Neural Networks
I'm currently taking Andrew Ng's Machine Learning course on Coursera. When learning, I like to build things from scratch, so I implemented some feed forward neural networks based on the lecture notes. I've successfully trained networks on NAND, XOR, and some other basic binary tasks. I tried training a network to recognize handwritten numbers from this project, and got some pretty nice results. You can find my work and examples on Github. The numbers data set is included.
Nimble Radiotherapy
Treating cancer with radiation requires substantial planning, which involves doctors, technicians, and physicists. This planning workflow is currently supported by software that is slow, difficult to update, does not allow remote collaboration, and does not use historical data to help current patients. Nimble is a company I founded to build the first web-based treatment planning system that would address these workflow issues. The system uses node.js, backbone.js, paper.js, flot.js, and three.js. We have a demo of some Nimble features. Try it!
Brachytherapy Optimization
Brachytherapy is a way of treating cancer where radioactive sources are delivered directly to the tumor site. Treatment quality and the radiation dose to the tumor and surrounding tissue depends on the arrangement of the sources. My graduate work developed algorithms to maximize treatment effectiveness, minimize damage to surrounding tissue, and automate brachytherapy using robots. These algorithms relied heavily on linear and integer programming models.
Custom Brachytherapy & 3D Printing
When brachytherapy is used to treat cancer in the uterus, cervix, and vaginal canal, treatment is delivered using standard applicators that come in only a few fixed sizes and geometries. Often these applicators fit too loosely or tightly, which makes treatment uncertain and uncomfortable, and if there are no applicators that fit the patient, then brachytherapy is not a viable treatment option for them. As a post-doc at UCSF, I helped develop a method for creating custom applicators using 3D printing, which we used to treat several patients that could not have been treated otherwise.

> [Material supplied]:
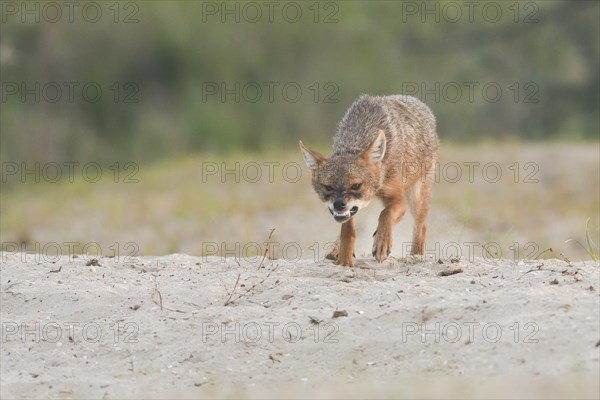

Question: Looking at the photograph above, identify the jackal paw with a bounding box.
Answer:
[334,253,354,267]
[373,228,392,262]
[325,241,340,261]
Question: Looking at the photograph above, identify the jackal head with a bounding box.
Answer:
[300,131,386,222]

...

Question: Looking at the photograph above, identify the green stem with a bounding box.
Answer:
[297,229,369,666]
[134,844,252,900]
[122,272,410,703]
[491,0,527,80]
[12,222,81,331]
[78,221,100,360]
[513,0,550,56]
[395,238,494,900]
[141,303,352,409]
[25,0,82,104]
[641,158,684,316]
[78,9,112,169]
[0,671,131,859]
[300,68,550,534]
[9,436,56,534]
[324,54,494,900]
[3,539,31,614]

> [Problem A]: In the project page, where did the writer work as a post-doc?
> [Problem B]: List every technology the project page says the Nimble system uses.
> [Problem C]: Resume the project page after its final sentence.
The material has no part in this work.

> [Exercise response A]: At UCSF.

> [Exercise response B]: node.js, backbone.js, paper.js, flot.js, three.js

> [Exercise response C]:
Robot Tournament

While I was a graduate student, I was a TA for UC Berkeley's core engineering programming course. After several semesters, I felt the cirriculum lacked opportunities for students to write non-trivial and creative programs. To address this shortcoming, I created a semester project called the Robot Tournament, where students had to write an AI for a virtual game of tag-with-a-twist. I won several awards for this tournament, and it was featured in a Mathworks article. Videos: 2008 | 2009 | 2011

Computing whether or not a point lies inside a polygon can be accomplished by well-known algorithms. However, computing whether many points lie inside a polygon using the same algorithms will perform many redundant calculations when those points are arranged into a grid. I developed this Javascript library to efficiently compute the points in a grid that lie inside a given polygon by exploiting their grid structure. The GUI is implemented using paper.js.
It is often useful to map numerical values to a linear color scale (think greyscale for x-ray images). Matlab has several built-in color scales, or schemes, and JET is its default. I implemented Matlab's JET color scheme in 256 steps using Javascript.
This was a small project I used to get myself up to speed with D3, a data visualization library in Javacript. The project utilizes the aforementioned io-grid and jet-color libraries.
Very small afternoon project introducing myself to L-systems in preparations for a web application idea I had.